Debatten über den Krieg in Gaza, der im mörderischen Überfall der Hamas-Terroristen auf Israel vor inzwischen mehr als vier Monaten seinen Auslöser hatte, gibt es viele. Jeden Tag. Kontroverse und zunehmend polarisierende. Im Düsseldorfer Schauspielhaus bemüht man sich hingegen um „Positionen und Perspektiven“. Das klingt schon fast ein wenig zu dezent, zu akademisch inmitten eines auch weltpolitischen Getöses. Dass der Bedarf nach solchen Gesprächen groß ist, beweist der Zuspruch: Die zweite Folge war bereits ausverkauft, bevor die erste überhaupt stattgefunden hatte.

Kommunikative Gastgeber sind jeweils Saba-Nur Cheema und Meron Mendel, die in ihrer Ehe selbst unterschiedliche Perspektiven zusammenbringen. Sie, die Tochter muslimisch-pakistanischer Flüchtlinge; er, ein bei Tel Aviv geborener Jude. Beide haben sich beruflich dem Kampf gegen Rassismus und Antisemitismus verschrieben: Während die Politologin und Antirassismus-Trainerin die Bundesregierung etwa zu Islamfeindlichkeit berät, ist Mendel unter anderem Direktor der Bildungsstätte Anne Frank. Als Gast hatten sie diesmal den Schriftsteller Navid Kermani eingeladen, Sohn iranischer Flüchtlinge und gebürtiger Siegener, dessen Werk auch mit dem Friedenspreis des Deutschen Buchhandels geehrt wurde.

Die Herkünfte der drei, ihre Arbeit und ihre religiösen Quellen machten das Gespräch aber nicht zum erregten Talk-Show-Gezeter, sondern eröffneten die Chance, etwas freier über die weltbedrohliche Konfliktlage zu sprechen und Meinungen zu äußern, ohne gleich in eine Ecke gestellt zu werden. Der Erregungsfaktor dieses Formats hält sich dadurch in Grenzen, der Erkenntnisgewinn ist darum umso ergiebiger.

Fotobasierte Daten zu Referenzausdrücken
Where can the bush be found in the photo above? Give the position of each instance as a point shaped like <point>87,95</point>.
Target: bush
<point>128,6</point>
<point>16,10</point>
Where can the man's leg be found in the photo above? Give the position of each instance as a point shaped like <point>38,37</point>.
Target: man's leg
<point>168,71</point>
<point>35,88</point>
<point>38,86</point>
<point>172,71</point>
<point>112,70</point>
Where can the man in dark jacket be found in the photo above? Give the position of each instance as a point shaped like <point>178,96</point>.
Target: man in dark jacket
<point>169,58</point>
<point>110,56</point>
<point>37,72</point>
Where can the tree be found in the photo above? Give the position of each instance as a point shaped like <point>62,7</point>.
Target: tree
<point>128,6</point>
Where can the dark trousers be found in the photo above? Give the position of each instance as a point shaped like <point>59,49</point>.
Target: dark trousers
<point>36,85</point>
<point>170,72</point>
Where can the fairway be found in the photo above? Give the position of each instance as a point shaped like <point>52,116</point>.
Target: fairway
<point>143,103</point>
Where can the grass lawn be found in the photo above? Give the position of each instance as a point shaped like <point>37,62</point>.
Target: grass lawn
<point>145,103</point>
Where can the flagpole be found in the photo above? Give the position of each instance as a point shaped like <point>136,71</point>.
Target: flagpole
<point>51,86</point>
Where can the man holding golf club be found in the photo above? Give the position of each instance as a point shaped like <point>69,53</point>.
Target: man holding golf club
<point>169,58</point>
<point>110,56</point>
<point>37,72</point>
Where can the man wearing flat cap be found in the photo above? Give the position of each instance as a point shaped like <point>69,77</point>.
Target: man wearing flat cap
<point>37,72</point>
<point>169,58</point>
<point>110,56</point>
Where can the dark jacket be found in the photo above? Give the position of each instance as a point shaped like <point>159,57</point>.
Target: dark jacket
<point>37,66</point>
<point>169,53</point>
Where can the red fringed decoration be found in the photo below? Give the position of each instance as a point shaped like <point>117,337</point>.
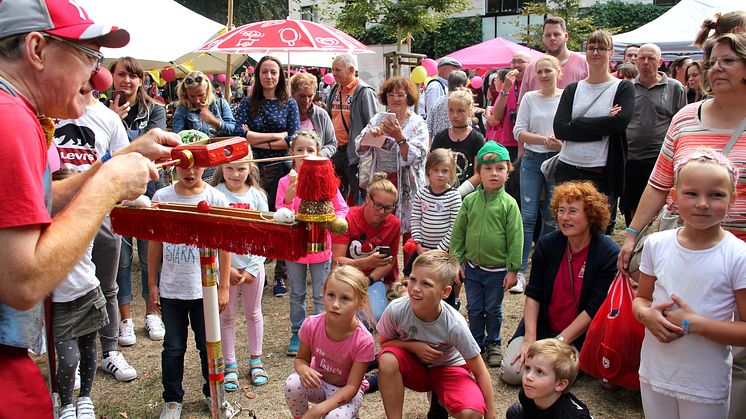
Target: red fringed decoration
<point>231,229</point>
<point>317,180</point>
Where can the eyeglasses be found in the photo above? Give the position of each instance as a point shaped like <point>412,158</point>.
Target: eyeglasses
<point>594,50</point>
<point>190,81</point>
<point>380,206</point>
<point>572,212</point>
<point>99,57</point>
<point>724,62</point>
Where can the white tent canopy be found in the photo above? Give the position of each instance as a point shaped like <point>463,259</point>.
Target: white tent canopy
<point>162,33</point>
<point>675,30</point>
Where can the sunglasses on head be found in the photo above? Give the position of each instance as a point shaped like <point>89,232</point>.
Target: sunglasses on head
<point>189,80</point>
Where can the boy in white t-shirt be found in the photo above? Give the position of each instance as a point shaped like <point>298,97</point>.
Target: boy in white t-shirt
<point>426,345</point>
<point>179,293</point>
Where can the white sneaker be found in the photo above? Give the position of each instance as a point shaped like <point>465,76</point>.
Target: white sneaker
<point>127,332</point>
<point>154,326</point>
<point>67,412</point>
<point>116,365</point>
<point>84,406</point>
<point>76,386</point>
<point>171,411</point>
<point>520,286</point>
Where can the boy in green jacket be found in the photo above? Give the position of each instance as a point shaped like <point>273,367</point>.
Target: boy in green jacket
<point>487,239</point>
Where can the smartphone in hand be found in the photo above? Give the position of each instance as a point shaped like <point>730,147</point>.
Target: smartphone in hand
<point>119,96</point>
<point>384,250</point>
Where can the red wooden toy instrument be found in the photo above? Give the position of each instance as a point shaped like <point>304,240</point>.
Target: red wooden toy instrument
<point>236,230</point>
<point>207,153</point>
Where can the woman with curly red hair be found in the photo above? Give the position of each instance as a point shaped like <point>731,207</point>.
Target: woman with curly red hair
<point>571,270</point>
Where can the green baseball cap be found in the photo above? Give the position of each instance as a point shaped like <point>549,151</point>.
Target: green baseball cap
<point>492,147</point>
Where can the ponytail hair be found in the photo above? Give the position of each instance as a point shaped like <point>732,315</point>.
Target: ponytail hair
<point>720,24</point>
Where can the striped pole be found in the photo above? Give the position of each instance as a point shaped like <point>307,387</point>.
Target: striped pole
<point>215,369</point>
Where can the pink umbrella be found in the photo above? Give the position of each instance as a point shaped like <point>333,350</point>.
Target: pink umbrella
<point>285,36</point>
<point>495,53</point>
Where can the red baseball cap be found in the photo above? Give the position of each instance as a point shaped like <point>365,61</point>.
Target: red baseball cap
<point>64,18</point>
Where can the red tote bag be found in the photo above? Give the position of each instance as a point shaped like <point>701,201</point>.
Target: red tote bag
<point>612,345</point>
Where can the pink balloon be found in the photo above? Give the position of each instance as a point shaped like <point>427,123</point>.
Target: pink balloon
<point>430,66</point>
<point>168,74</point>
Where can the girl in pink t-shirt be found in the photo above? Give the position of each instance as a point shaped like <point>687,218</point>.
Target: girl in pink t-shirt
<point>304,143</point>
<point>334,352</point>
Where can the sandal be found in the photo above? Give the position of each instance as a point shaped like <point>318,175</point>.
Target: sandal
<point>257,372</point>
<point>230,381</point>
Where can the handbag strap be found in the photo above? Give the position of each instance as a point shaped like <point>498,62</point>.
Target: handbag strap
<point>736,135</point>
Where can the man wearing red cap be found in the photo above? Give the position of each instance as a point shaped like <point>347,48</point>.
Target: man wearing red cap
<point>49,61</point>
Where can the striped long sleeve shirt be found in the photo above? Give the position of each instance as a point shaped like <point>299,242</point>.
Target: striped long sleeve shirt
<point>433,216</point>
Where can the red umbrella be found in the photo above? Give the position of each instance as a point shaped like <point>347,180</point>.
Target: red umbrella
<point>285,36</point>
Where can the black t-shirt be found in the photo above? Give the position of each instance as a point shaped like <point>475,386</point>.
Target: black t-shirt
<point>465,151</point>
<point>566,407</point>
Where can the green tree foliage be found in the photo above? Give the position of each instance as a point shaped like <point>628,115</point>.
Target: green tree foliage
<point>619,17</point>
<point>397,18</point>
<point>453,34</point>
<point>243,11</point>
<point>614,16</point>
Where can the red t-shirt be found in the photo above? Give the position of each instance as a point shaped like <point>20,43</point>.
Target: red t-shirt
<point>562,310</point>
<point>23,153</point>
<point>363,240</point>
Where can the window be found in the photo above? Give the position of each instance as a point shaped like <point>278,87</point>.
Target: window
<point>309,13</point>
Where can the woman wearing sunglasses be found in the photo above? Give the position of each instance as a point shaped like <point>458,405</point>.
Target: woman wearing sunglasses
<point>201,109</point>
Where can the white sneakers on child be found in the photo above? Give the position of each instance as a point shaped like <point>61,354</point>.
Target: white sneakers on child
<point>68,412</point>
<point>520,286</point>
<point>85,408</point>
<point>116,365</point>
<point>127,332</point>
<point>171,411</point>
<point>154,326</point>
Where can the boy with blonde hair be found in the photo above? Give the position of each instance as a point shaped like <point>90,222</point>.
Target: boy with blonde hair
<point>426,345</point>
<point>550,369</point>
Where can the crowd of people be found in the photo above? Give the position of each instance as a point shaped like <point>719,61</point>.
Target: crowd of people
<point>522,199</point>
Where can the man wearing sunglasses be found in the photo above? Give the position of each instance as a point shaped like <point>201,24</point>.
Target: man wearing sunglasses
<point>48,63</point>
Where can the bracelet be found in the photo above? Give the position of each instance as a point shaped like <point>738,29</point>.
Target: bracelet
<point>632,230</point>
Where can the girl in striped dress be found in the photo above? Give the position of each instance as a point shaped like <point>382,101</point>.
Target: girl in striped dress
<point>435,207</point>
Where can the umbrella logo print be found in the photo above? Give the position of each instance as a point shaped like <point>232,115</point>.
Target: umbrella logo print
<point>291,39</point>
<point>327,42</point>
<point>250,38</point>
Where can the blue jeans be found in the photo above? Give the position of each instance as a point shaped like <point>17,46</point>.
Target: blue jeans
<point>297,276</point>
<point>177,316</point>
<point>124,274</point>
<point>533,183</point>
<point>484,297</point>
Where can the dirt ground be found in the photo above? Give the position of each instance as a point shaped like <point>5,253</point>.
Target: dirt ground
<point>141,398</point>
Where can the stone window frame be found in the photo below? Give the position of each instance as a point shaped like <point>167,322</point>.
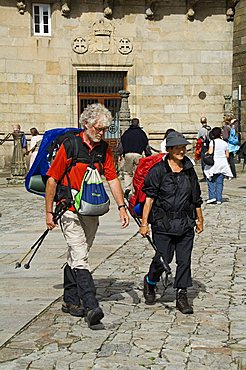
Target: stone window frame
<point>42,7</point>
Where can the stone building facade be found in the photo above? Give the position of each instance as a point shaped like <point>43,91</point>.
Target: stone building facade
<point>239,65</point>
<point>173,56</point>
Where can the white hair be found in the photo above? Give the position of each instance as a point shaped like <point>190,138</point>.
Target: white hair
<point>91,114</point>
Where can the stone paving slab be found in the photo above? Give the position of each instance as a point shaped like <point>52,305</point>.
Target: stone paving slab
<point>26,293</point>
<point>156,337</point>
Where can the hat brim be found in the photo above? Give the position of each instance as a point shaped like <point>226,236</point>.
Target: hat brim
<point>177,142</point>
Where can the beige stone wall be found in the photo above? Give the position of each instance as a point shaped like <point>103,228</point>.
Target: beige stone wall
<point>239,62</point>
<point>172,60</point>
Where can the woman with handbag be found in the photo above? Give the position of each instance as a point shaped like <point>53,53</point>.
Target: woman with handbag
<point>216,172</point>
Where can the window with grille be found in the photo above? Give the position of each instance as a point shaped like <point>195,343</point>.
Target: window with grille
<point>102,87</point>
<point>41,19</point>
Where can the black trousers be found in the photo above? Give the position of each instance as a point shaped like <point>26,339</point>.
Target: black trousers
<point>167,245</point>
<point>70,294</point>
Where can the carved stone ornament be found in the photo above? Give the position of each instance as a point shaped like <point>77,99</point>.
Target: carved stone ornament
<point>100,41</point>
<point>21,6</point>
<point>125,45</point>
<point>65,7</point>
<point>80,45</point>
<point>190,5</point>
<point>108,6</point>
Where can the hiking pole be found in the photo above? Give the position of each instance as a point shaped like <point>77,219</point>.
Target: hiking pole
<point>18,264</point>
<point>61,209</point>
<point>166,266</point>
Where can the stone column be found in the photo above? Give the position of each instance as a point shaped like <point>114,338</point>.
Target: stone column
<point>18,164</point>
<point>124,113</point>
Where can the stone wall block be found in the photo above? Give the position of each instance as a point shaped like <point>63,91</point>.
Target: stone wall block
<point>52,68</point>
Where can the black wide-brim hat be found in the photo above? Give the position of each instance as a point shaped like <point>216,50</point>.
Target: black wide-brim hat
<point>176,138</point>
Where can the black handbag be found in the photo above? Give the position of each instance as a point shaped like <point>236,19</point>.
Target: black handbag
<point>208,159</point>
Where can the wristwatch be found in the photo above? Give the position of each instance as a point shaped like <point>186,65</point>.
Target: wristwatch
<point>121,206</point>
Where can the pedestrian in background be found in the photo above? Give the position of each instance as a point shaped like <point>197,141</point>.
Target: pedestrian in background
<point>17,128</point>
<point>173,208</point>
<point>34,145</point>
<point>203,141</point>
<point>135,144</point>
<point>163,143</point>
<point>230,135</point>
<point>215,174</point>
<point>79,231</point>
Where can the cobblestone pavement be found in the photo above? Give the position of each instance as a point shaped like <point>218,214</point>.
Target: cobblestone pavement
<point>137,336</point>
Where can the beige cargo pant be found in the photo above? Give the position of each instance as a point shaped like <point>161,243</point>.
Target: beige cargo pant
<point>79,232</point>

• [Aufgaben]:
- a) Stimmen diese Aussagen mit dem Text über das Gaza-Gespräch im Düsseldorfer Schauspielhaus überein: (i) Die zweite Folge war ausverkauft, bevor die erste stattfand. (ii) Meron Mendel wurde in Siegen geboren. (iii) Navid Kermanis Werk wurde mit dem Friedenspreis des Deutschen Buchhandels ausgezeichnet. Antworten Sie jeweils mit Ja oder Nein, und zitieren Sie die entscheidenden Worte des Textes wortgetreu.
- b) Schreiben Sie den Text über das Gaza-Gespräch im Düsseldorfer Schauspielhaus im Anschluss an seinen letzten Satz weiter.
Für das Folgende spielen die Zeilen keine Rolle.

• [Lösungen]:
- a)
(i) Ja: „Die zweite Folge war bereits ausverkauft, bevor die erste überhaupt stattgefunden hatte.“
(ii) Nein: „er, ein bei Tel Aviv geborener Jude“
(iii) Ja: „dessen Werk auch mit dem Friedenspreis des Deutschen Buchhandels geehrt wurde“

- b)
So läuft nach Meinung Kermanis – so zynisch es klingt – derzeit alles nach Plan der Hamas. Weil sich die Opfer-Identifikation mit zunehmender Dauer des Konflikts verändere und Israel immer öfter als Täter gesehen werde. Zudem gefährde die schwindende Solidarität mit einem Israel, das mit Dauer des Krieges sein humanitäres Antlitz gefährde, die Existenz dieses Staates. Der war seit seiner Gründung 1948 immer bedroht und hat sich darum immer auch mit Stärke und Härte zu behaupten versucht. „Eine militärische Absicherung des Staates Israel kann aber immer nur eine Absicherung auf Zeit sein“, so Mendel. Eine langfristige Lösung könne darum nur ein Frieden mit den Palästinensern sein.

„Dieser Krieg kann niemals die Hamas bezwingen“, so Mendel. Und er führe auch nicht dazu, alle Geiseln zu befreien – was zu Beginn ein erklärtes Ziel der militärischen Aktion gewesen sei. Ebenso Navid Kermani: „Dieser Krieg führt zu nichts.“ Er werde vom rechten israelischen Ministerpräsidenten Benjamin Netanjahu und rechtsextremen Mitgliedern seiner Regierung weitergeführt, um seine Macht zu erhalten und von der innenpolitischen Krise abzulenken. Dass Deutschland sich als eine Art treuester Verbündeter an die Seite Netanjahus stellt – trotz der Kritik selbst der israelischen Zivilbevölkerung –, sei unangemessen. Vor dem Hintergrund seines eigenen Machterhalts wären echte Friedensperspektiven für Netanjahu derzeit eher schlecht. So gesehen haben „die Extremisten auf beiden Seiten dieselben Interessen“, so Kermani.

Was für eine Welt wäre es stattdessen, wenn Araber und Juden sich daran erinnerten, dass sie in der Philosophie und der Literatur gemeinsame Wurzeln haben? Solche Worte Kermanis können in der aktuell so lauten Debatte kaum mehr als Anmerkungen sein.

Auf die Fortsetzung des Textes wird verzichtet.